Work instruction >>
Return every line of the material exactly.

Material to process >>
----------

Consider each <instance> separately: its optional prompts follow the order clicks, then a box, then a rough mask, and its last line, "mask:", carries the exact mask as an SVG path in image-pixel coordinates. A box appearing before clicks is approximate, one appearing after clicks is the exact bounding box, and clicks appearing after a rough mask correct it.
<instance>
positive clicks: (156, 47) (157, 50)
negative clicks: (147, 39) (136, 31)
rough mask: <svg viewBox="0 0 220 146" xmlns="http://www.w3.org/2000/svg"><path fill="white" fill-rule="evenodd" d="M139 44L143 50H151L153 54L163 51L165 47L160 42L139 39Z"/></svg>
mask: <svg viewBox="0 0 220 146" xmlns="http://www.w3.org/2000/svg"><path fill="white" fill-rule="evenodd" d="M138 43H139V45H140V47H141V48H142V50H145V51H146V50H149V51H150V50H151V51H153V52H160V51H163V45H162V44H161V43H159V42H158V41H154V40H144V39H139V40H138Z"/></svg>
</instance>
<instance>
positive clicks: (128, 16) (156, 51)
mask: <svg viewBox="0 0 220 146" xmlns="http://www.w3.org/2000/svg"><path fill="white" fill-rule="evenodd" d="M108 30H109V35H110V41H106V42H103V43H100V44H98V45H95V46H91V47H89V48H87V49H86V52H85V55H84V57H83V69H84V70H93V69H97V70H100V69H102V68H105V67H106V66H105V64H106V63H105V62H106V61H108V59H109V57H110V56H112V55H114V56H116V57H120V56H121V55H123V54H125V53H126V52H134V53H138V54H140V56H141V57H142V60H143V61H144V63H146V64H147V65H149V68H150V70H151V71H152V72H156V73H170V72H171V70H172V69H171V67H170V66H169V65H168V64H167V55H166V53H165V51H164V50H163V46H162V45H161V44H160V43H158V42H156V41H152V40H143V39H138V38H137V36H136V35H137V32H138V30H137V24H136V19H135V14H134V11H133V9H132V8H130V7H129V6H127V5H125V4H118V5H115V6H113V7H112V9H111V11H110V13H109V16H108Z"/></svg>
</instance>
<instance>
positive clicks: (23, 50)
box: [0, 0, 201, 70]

----------

Solution below >>
Consider each <instance> separately: its optional prompts follow the order clicks, then a box, then a rough mask, and its last line, "mask:", carries the exact mask as an SVG path in image-pixel coordinates. A box appearing before clicks is approximate, one appearing after clicks is the exact bounding box, and clicks appearing after a rough mask correct it.
<instance>
positive clicks: (156, 47) (157, 50)
negative clicks: (147, 39) (136, 31)
rough mask: <svg viewBox="0 0 220 146" xmlns="http://www.w3.org/2000/svg"><path fill="white" fill-rule="evenodd" d="M139 44L143 50H151L153 54L163 51L165 47L160 42L139 39Z"/></svg>
mask: <svg viewBox="0 0 220 146" xmlns="http://www.w3.org/2000/svg"><path fill="white" fill-rule="evenodd" d="M138 43H139V45H140V47H141V48H142V50H145V51H146V50H149V51H150V50H151V51H153V52H160V51H163V45H162V44H161V43H159V42H158V41H154V40H144V39H139V40H138Z"/></svg>
</instance>
<instance>
positive clicks: (128, 16) (156, 51)
mask: <svg viewBox="0 0 220 146" xmlns="http://www.w3.org/2000/svg"><path fill="white" fill-rule="evenodd" d="M108 30H109V35H110V41H106V42H103V43H100V44H98V45H95V46H91V47H89V48H87V49H86V52H85V55H84V57H83V69H84V70H93V69H97V70H100V69H102V68H105V67H106V66H105V64H106V63H105V62H106V61H108V59H109V57H110V56H112V55H114V56H116V57H120V56H121V55H123V54H125V53H126V52H134V53H138V54H140V56H141V57H142V60H143V61H144V63H146V64H147V65H149V68H150V70H151V71H152V72H156V73H170V72H171V70H172V69H171V67H170V66H169V65H168V64H167V55H166V53H165V51H164V50H163V46H162V45H161V44H160V43H158V42H156V41H152V40H143V39H138V38H137V36H136V35H137V32H138V30H137V24H136V19H135V14H134V11H133V9H132V8H130V7H129V6H127V5H125V4H118V5H115V6H113V7H112V9H111V11H110V13H109V16H108Z"/></svg>
</instance>
<instance>
positive clicks: (23, 50)
box: [0, 0, 201, 70]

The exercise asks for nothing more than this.